EXERCISE DIRECTIONS: Copy the text of every item in the data below word for word, omitting the pictures.

[Region labeling records]
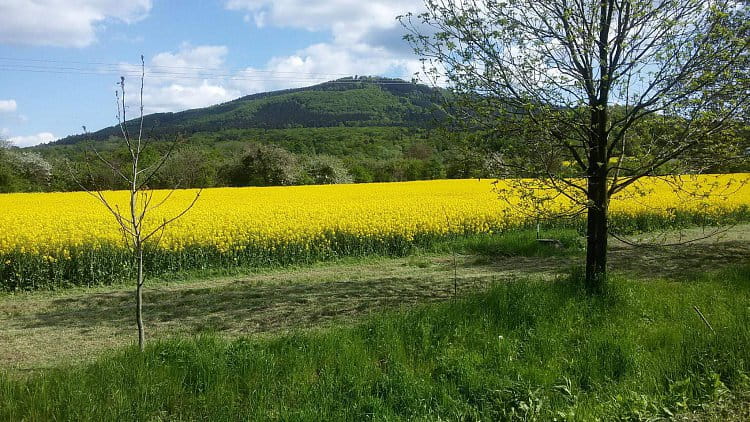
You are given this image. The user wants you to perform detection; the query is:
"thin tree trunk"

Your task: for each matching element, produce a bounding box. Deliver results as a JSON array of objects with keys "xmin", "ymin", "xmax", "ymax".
[
  {"xmin": 586, "ymin": 97, "xmax": 609, "ymax": 293},
  {"xmin": 135, "ymin": 246, "xmax": 146, "ymax": 352}
]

FINISHED EXERCISE:
You are given this image. The user wants you to perform detection; the query is:
"thin tree trunk"

Your task: for each matching element, produce a bounding box. Deliver results as a JSON array of objects with keys "xmin", "ymin", "xmax", "ymax".
[
  {"xmin": 586, "ymin": 97, "xmax": 609, "ymax": 293},
  {"xmin": 135, "ymin": 246, "xmax": 146, "ymax": 352}
]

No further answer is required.